• What you need to do: Copy every line of the records that includes the word "white".

• Data supplied:
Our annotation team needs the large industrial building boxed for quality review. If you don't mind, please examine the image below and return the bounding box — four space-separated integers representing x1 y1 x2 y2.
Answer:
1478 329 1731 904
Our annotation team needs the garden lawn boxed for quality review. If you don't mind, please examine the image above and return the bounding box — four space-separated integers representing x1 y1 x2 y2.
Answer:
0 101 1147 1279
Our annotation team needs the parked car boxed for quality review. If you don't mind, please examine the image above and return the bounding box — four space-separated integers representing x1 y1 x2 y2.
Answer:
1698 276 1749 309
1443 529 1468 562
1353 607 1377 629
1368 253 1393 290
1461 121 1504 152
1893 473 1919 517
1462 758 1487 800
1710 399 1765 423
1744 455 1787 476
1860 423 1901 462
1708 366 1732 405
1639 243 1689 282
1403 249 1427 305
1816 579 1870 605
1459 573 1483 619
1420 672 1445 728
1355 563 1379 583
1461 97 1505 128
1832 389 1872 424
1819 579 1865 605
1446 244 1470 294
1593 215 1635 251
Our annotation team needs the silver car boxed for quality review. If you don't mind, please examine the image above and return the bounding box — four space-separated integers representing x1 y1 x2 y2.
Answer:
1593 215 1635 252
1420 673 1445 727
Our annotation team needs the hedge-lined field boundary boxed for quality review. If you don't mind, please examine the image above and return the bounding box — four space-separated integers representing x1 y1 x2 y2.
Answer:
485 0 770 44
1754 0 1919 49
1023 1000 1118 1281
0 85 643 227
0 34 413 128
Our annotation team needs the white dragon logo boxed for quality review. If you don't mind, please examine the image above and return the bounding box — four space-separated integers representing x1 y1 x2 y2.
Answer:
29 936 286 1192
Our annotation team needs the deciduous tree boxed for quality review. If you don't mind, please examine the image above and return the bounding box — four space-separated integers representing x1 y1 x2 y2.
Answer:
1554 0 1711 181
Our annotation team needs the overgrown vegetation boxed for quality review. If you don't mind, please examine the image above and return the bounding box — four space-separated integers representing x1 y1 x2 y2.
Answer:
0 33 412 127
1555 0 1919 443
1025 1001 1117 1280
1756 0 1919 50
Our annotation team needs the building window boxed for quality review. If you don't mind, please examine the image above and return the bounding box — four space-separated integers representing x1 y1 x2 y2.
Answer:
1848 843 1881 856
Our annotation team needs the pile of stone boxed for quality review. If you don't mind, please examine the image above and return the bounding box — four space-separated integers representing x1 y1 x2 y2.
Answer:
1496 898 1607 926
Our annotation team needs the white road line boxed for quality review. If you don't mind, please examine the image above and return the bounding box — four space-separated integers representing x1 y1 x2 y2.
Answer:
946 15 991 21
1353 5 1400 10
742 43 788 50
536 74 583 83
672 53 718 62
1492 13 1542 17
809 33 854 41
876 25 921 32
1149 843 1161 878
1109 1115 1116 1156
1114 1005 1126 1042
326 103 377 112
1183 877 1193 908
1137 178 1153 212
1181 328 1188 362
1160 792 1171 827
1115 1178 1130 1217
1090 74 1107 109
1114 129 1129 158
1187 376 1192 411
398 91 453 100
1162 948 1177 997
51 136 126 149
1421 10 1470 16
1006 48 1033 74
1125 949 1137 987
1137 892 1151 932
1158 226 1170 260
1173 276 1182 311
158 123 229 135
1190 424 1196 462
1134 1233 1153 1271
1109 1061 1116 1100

• Written reply:
Our annotation team needs the white dragon logo boxed for quality review. If you don't mind, please examine the image above and return the bounding box — four space-separated integers representing x1 y1 x2 y2.
Our annotation team needs the white road line boxed for quality review. If you don't mind, please examine the image above and return the bounding box — four space-separated integers representing x1 y1 x2 y2.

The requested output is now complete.